• [Arbeitsauftrag] Gib den Absatz des Textauszugs über Auskunfteien, der mit „Die Auskunfteien bedienen sich“ beginnt, als kurze Stichpunktliste wieder. Alle wesentlichen Angaben sollen erhalten bleiben.

• [Textauszug]
★ ★ ★ ★
Die Auskunfteien bedienen sich im Rahmen ihrer Tätigkeit bei der Einholung von Auskünften sowohl der Selbstbefragung von Firmen und Personen, als auch amtlicher sowie halbamtlicher Stellen. Allgemein zugängliche Quellen stellen dabei Telefon- und Adressbücher, Veröffentlichungen im Bundesanzeiger und andere Publikationen über Insolvenzen, Vergleiche, Unternehmensgründungen sowie öffentliche Register wie Handels- oder Vereinsregister dar. Zusätzlich erfolgt mitunter eine Befragung von Betroffenen oder Geschäftspartnern. Zudem greifen die Auskunfteien auf ein Netzwerk von Datenpools zurück, welche auch die Einspielung von Informationen zur Zahlungsmoral von angeschlossenen Unternehmen beinhalten.

Ein wesentlicher Lieferant von Informationen zu Privatpersonen bilden die Inkassobüros. Es werden hauptsächlich Negativ-Daten (Negativauslese) an die Auskunfteien weitergegeben.

Inhalte von Wirtschaftsauskünften

Auskünfte über Unternehmen

Auskünfte über Privatpersonen

  • Kommunikationsdaten
    Name, Vorname, postalische Anschrift, ggf. Zweitwohnsitz, Geburtsdatum, Ruf- und Telefaxnummern, E-Mail-Adresse und Homepage
  • Familienstand
  • Tätigkeit
  • Beurteilung der Finanzlage
    Zahlungserfahrungen, Beurteilung der Geschäftsverbindung
    Bewertung der finanziellen Lage anhand von Rankings, bzw. Bonitätsindizes
    Wiedergabe archivierter „Negativmerkmale“
  • Umfeld
  • Immobilienbesitz
    Art der Immobilie, Wert der Immobilie, Besitzverhältnisse (Miete/Eigentum etc.)
  • Beteiligungen
    Wert der Beteiligungen, Besitzverhältnisse, (evtl. Pfändungen)
  • Bankverbindungen
    Angabe des Kreditinstitutes, Angabe der Kontonummern
  • Daten zu laufenden (Giro-)Konten, Krediten, Leasingverträgen, Handyverträgen und weiteren Geschäften

Selbstauskunft

Seit dem 1. April 2010 besteht eine gesetzliche Pflicht für alle Auskunfteien, über die bei ihnen gespeicherten Daten zu informieren.[4] Die Abfrage ist dabei jedoch ausschließlich auf Angaben über die eigene Person beschränkt (Eigenauskunft). Verbraucherschützer kritisieren, dass die Branche kein standardisiertes Verfahren zur Selbstauskunft entwickelt habe, sodass bei jeder Auskunftei ein anderes Vorgehen notwendig ist. Außerdem sind nur grundlegende Informationen gebührenfrei abrufbar, das vollständige Profil einer Privatperson oder eines Unternehmens dagegen oft nur gegen Gebühr. Einige dritte Anbieter ermöglichen es, das Kreditprofil mehrerer Auskunfteien über sich selbst und andere zusammenzufassen.[5]

In Österreich ist die Selbstauskunft im Datenschutzgesetz 2000, § 26 (DSG) geregelt.[6] § 27 DSG 2000 regelt das Recht auf Richtigstellung oder Löschung.[7][8] Die ARGE Daten sowie die Datenschutzbehörde (vormals Datenschutzkommission, DSK) bieten Musterbriefe für Auskunftsersuchen, Beschwerden und Anträge.[9][10]

In der DSGVO werden in Artikel 15 Auskunftsrechte gegenüber Datenverarbeitenden festgelegt.
★ ★ ★ ★
• [Gegebene Daten]

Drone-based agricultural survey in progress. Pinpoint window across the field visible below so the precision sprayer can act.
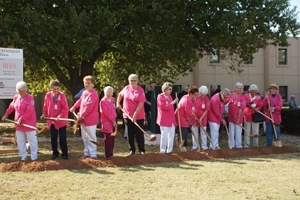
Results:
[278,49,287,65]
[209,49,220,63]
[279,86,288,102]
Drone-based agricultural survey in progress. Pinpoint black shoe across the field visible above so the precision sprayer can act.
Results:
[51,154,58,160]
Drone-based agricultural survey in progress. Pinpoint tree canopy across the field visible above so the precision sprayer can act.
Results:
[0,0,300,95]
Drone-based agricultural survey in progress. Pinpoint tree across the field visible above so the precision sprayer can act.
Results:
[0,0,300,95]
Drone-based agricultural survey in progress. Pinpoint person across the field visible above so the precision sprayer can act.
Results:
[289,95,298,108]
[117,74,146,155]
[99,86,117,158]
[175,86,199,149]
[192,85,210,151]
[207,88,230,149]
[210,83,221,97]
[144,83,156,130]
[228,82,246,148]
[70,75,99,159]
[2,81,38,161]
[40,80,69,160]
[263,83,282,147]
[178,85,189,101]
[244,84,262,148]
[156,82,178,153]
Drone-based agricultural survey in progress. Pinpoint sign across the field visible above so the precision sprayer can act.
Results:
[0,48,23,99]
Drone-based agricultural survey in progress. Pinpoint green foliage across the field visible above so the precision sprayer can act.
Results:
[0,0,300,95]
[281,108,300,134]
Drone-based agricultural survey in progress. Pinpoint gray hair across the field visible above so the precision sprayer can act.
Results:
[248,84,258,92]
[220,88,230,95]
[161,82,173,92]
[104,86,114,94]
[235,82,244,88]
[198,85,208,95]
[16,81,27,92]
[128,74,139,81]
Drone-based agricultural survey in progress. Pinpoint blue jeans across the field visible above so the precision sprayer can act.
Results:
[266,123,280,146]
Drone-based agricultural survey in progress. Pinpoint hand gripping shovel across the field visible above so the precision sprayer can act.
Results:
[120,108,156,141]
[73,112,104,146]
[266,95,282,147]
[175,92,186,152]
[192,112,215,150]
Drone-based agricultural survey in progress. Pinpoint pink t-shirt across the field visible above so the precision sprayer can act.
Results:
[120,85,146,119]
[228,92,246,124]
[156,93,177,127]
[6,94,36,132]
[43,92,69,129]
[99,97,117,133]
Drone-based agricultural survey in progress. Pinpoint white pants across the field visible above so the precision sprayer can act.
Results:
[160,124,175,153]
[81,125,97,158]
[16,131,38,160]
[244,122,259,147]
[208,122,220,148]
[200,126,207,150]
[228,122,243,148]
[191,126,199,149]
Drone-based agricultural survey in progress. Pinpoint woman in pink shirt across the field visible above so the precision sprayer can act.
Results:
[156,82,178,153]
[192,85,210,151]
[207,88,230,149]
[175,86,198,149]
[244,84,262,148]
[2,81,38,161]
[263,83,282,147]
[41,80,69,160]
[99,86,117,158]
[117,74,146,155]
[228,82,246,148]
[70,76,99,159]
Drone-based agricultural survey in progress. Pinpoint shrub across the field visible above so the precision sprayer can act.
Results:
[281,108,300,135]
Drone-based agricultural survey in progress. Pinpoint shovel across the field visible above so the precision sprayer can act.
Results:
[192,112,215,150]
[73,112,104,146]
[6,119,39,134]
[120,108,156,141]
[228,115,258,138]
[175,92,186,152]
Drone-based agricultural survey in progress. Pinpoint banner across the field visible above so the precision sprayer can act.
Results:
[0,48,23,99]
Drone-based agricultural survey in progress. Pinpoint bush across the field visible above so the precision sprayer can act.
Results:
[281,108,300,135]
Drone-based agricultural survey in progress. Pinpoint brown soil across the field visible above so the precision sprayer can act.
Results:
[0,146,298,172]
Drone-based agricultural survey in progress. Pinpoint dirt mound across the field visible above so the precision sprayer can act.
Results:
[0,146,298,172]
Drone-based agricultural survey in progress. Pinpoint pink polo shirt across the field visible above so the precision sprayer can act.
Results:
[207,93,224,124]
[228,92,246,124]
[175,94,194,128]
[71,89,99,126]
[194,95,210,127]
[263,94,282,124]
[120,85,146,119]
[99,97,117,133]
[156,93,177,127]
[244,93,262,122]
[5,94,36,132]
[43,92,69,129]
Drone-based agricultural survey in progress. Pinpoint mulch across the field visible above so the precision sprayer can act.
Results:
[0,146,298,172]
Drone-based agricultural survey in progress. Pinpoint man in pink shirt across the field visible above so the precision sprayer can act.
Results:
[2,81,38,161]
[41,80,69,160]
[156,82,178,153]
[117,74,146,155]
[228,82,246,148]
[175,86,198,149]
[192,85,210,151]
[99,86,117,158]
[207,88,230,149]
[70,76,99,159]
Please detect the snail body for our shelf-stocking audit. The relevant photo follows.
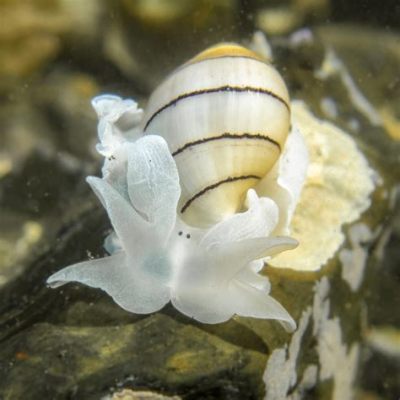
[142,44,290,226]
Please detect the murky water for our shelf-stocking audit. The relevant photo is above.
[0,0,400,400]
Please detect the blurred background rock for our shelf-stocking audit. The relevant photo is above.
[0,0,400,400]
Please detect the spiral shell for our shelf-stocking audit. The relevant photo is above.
★ ★ ★ ★
• [Schriftliche Antwort]
- Auskunfteien holen Auskünfte durch Selbstbefragung von Firmen und Personen sowie bei amtlichen und halbamtlichen Stellen ein.
- Allgemein zugängliche Quellen sind Telefon- und Adressbücher, Veröffentlichungen im Bundesanzeiger und andere Publikationen über Insolvenzen, Vergleiche und Unternehmensgründungen sowie öffentliche Register wie Handels- oder Vereinsregister.
- Mitunter werden auch Betroffene oder Geschäftspartner befragt.
- Zudem greifen Auskunfteien auf ein Netzwerk von Datenpools zurück. Dorthin werden auch Informationen zur Zahlungsmoral angeschlossener Unternehmen eingespielt.